=== VOTRE OBJECTIF ===
Recopiez mot pour mot le passage du texte sur le roman Un employé modèle compris entre « Pour lire Un » et « lâcher le livre. », bornes incluses.

Paul Cleave est néo-zélandais, il est né à Christchurch en 1974. C'est là qu'il vit, c'est aussi là que vit son héros, Joe, plus connu sous le doux nom du Boucher de Christchurch. Comme Edimbourg chez Ian Rankin, la ville joue un rôle capital dans ce roman. D'ailleurs, suggérons à l'Office de tourisme, s'il a un brin d'humour, de reprendre la présentation qu'en fait le narrateur, Joe : "Christchurch. Pas du tout la Cité des Anges. La Nouvelle-Zélande est connue pour sa tranquillité, ses moutons et ses hobbits. Christchurch est connue pour ses jardins et sa violence. Lancez un sac plein de colle en l'air, et une centaine de candidats vont se piétiner pour pouvoir sniffer dedans." Je vous l'avais bien dit, un vrai prospectus touristique ! A la décharge de l'auteur, signalons qu'un des personnages du roman, la trop gentille Sally, exprime un peu plus loin une opinion beaucoup plus flatteuse pour sa ville. Mais peut-on vraiment la croire ?
Pour lire Un employé modèle, il faut avoir le cœur bien accroché. Pas à cause des scènes de violence : celles-ci sont bien présentes, mais racontées avec un tel calme qu'on s'en offusque à peine. Les montagnes russes commencent dès la dernière phrase de la deuxième page. Tout va bien, on ne s'en fait pas, un type rentre chez lui après une rude journée de labeur, il se sert deux bières bien fraîches et une part de pizza. Normal, cool. Quelques lignes plus loin, le cauchemar commence. Je ne vais pas vous gâcher le plaisir de la découverte... Mais attention, car dès ce moment-là, plus question de lâcher le livre.

=== DONNÉES PRÉSENTÉES ===
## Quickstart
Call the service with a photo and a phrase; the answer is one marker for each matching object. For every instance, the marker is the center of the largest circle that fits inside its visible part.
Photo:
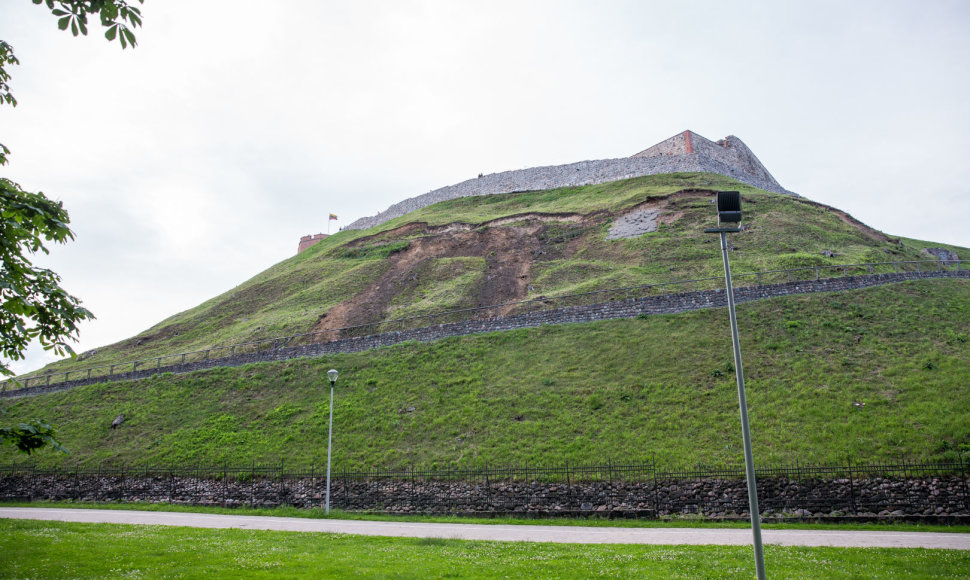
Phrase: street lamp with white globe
(332, 375)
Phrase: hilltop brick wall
(730, 157)
(308, 241)
(629, 308)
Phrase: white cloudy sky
(199, 159)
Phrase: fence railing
(766, 277)
(642, 489)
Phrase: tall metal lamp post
(728, 218)
(332, 375)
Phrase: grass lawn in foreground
(71, 550)
(318, 513)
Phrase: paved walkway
(505, 533)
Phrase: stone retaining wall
(628, 308)
(941, 496)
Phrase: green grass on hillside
(291, 296)
(71, 550)
(869, 375)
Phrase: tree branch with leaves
(33, 306)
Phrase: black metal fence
(491, 311)
(645, 489)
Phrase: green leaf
(131, 37)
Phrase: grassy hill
(499, 248)
(876, 374)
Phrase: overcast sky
(199, 159)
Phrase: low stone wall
(940, 497)
(627, 308)
(569, 175)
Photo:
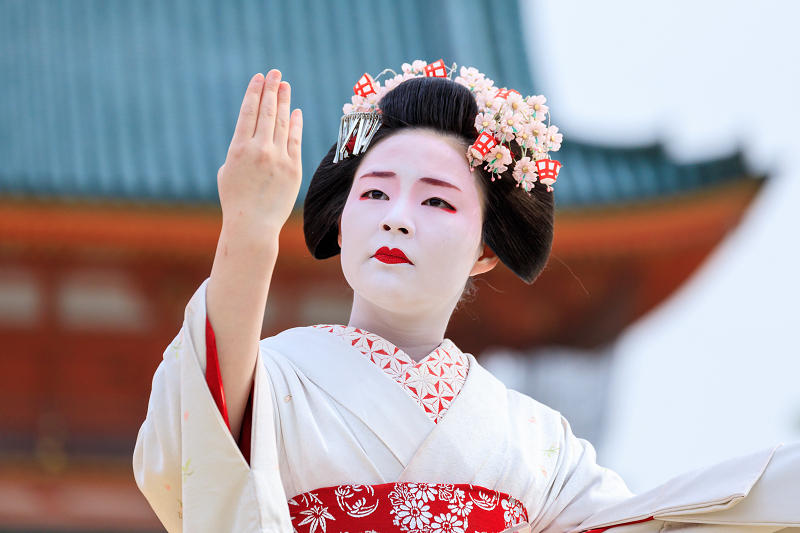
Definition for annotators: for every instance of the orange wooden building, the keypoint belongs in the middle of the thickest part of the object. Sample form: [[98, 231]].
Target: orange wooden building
[[114, 117]]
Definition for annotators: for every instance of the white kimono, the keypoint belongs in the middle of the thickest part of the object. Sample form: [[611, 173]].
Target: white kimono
[[316, 425]]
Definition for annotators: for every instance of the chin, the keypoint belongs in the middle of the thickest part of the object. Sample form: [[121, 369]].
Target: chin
[[391, 287]]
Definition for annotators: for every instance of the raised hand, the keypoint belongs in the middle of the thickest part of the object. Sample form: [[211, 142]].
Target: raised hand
[[260, 180], [258, 186]]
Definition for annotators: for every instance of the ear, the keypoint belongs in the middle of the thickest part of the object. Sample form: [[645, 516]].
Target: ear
[[485, 262]]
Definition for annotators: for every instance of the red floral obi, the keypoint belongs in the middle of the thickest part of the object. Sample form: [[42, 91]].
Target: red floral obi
[[407, 508]]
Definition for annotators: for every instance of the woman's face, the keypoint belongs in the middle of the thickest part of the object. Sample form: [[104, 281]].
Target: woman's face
[[411, 229]]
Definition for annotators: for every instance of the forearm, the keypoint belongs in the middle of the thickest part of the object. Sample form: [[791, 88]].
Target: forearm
[[235, 300]]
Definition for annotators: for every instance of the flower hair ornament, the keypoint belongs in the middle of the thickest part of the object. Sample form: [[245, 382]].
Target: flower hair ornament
[[503, 116]]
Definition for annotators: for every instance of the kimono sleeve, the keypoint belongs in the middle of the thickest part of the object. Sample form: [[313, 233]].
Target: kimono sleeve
[[579, 488], [187, 464]]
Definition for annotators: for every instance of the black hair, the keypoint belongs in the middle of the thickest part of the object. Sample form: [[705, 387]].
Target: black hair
[[518, 227]]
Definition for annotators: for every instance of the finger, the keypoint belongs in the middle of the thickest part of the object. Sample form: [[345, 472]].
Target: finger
[[282, 118], [248, 114], [269, 106], [295, 134]]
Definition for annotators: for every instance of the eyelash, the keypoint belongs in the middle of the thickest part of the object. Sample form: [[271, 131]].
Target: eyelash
[[446, 206]]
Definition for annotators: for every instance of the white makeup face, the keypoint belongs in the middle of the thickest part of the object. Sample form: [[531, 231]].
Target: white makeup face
[[411, 228]]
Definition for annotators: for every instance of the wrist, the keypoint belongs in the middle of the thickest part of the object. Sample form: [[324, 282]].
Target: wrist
[[252, 236]]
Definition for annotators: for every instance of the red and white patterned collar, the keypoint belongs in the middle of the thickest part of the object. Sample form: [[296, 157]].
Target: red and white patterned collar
[[433, 383]]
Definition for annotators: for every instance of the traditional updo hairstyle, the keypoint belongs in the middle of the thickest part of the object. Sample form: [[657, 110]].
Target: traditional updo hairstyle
[[517, 227]]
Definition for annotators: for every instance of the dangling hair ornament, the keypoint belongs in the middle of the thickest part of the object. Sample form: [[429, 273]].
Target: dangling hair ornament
[[503, 116]]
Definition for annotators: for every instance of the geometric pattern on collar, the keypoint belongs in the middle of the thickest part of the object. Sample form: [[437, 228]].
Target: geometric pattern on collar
[[433, 383]]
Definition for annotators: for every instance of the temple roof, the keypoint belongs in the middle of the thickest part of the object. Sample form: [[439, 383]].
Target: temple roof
[[138, 100]]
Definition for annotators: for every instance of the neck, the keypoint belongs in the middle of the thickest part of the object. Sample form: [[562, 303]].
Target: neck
[[416, 333]]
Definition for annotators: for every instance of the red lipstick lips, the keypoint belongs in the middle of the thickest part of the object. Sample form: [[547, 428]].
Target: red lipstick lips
[[391, 256]]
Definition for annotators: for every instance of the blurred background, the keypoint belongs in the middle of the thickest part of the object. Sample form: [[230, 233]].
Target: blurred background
[[664, 327]]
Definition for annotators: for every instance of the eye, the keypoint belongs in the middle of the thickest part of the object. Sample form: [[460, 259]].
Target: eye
[[438, 202], [375, 194]]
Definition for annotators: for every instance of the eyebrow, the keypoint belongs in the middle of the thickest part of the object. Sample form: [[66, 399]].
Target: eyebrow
[[430, 181]]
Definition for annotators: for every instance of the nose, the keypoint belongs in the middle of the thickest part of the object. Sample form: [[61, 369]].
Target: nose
[[398, 220], [404, 231]]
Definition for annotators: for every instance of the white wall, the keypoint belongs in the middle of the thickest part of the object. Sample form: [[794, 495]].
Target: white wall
[[715, 371]]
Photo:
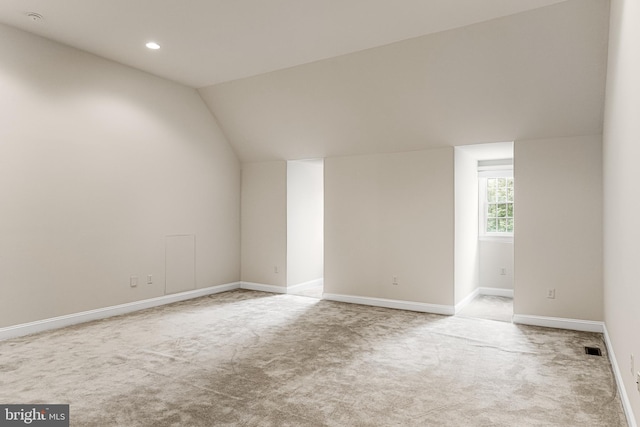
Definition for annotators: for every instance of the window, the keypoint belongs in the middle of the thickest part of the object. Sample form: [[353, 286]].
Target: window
[[499, 205], [496, 197]]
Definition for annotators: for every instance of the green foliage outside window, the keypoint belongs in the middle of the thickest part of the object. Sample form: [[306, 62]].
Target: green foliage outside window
[[499, 205]]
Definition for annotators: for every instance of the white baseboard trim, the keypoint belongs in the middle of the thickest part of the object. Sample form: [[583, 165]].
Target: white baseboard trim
[[263, 288], [559, 323], [624, 397], [497, 292], [448, 310], [305, 285], [462, 304], [101, 313]]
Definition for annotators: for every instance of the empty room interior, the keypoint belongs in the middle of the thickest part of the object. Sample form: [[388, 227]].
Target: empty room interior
[[341, 213]]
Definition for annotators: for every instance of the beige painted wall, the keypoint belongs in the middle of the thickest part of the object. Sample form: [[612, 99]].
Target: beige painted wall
[[264, 223], [98, 163], [391, 215], [531, 75], [494, 256], [305, 221], [466, 224], [622, 197], [558, 237]]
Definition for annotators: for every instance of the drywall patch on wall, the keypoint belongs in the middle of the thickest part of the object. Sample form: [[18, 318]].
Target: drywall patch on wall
[[91, 153]]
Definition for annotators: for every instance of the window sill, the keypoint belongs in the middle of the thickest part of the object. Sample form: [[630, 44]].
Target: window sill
[[499, 239]]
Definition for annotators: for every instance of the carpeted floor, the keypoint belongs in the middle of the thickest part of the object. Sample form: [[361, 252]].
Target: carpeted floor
[[246, 358]]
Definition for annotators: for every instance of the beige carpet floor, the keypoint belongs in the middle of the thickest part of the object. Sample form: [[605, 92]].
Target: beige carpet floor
[[246, 358]]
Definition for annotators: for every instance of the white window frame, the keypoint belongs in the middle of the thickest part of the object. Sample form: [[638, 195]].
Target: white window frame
[[498, 171]]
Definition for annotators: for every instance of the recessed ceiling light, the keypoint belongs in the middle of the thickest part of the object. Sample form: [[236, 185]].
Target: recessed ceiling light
[[34, 16]]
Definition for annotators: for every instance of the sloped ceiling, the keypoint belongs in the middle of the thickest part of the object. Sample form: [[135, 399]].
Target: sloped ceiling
[[210, 41], [532, 75]]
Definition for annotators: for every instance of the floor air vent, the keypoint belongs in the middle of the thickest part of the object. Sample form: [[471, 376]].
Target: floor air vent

=== RÉPONSE ===
Pour lire Un employé modèle, il faut avoir le cœur bien accroché. Pas à cause des scènes de violence : celles-ci sont bien présentes, mais racontées avec un tel calme qu'on s'en offusque à peine. Les montagnes russes commencent dès la dernière phrase de la deuxième page. Tout va bien, on ne s'en fait pas, un type rentre chez lui après une rude journée de labeur, il se sert deux bières bien fraîches et une part de pizza. Normal, cool. Quelques lignes plus loin, le cauchemar commence. Je ne vais pas vous gâcher le plaisir de la découverte... Mais attention, car dès ce moment-là, plus question de lâcher le livre.